OBJECTIVE >>
Return each line of the material below that contains the string "outline".

Segmentation labeling entries >>
---

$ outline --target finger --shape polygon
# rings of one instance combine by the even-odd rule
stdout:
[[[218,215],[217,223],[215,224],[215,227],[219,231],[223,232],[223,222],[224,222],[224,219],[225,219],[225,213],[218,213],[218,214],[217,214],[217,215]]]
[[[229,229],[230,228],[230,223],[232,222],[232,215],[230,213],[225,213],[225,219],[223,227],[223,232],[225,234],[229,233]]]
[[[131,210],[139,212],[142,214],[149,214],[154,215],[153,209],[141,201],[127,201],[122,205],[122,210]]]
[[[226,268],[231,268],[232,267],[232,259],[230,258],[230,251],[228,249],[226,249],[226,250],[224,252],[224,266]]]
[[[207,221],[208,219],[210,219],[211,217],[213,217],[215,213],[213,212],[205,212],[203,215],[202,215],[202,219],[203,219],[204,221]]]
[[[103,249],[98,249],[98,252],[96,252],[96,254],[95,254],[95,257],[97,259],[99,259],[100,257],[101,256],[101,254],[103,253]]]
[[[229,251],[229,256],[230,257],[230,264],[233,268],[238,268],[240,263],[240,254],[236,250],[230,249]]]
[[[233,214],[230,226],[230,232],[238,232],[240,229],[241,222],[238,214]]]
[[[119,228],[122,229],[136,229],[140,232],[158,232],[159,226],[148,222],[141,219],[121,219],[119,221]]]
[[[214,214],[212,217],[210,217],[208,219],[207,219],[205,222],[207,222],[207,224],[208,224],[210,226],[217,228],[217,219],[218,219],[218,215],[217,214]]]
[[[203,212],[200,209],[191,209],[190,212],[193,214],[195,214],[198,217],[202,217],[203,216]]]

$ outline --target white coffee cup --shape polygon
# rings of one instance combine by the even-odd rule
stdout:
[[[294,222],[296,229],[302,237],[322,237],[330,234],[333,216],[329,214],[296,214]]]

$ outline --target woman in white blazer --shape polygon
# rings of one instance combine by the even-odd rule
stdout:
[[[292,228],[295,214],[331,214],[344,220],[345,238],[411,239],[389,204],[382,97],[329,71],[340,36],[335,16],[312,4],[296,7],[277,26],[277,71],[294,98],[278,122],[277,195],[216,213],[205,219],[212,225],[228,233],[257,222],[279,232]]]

---

TASK RESPONSE >>
$ outline --target finger --shape polygon
$ outline --target white coffee cup --shape polygon
$ outline --target woman in white blazer --shape polygon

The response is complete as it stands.